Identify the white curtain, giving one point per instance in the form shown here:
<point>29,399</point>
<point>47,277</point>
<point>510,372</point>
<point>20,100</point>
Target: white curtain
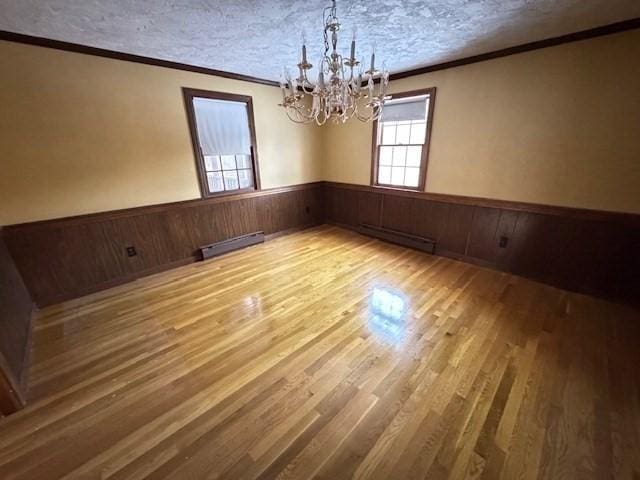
<point>403,110</point>
<point>223,126</point>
——————————
## TO DO
All of the entries above need to be transcribed exactly, except for the pictures.

## SOLVED PROBLEM
Identify the white curtain, giving one point per instance in the form shown here:
<point>29,399</point>
<point>47,277</point>
<point>510,372</point>
<point>20,100</point>
Target: white curtain
<point>403,110</point>
<point>223,126</point>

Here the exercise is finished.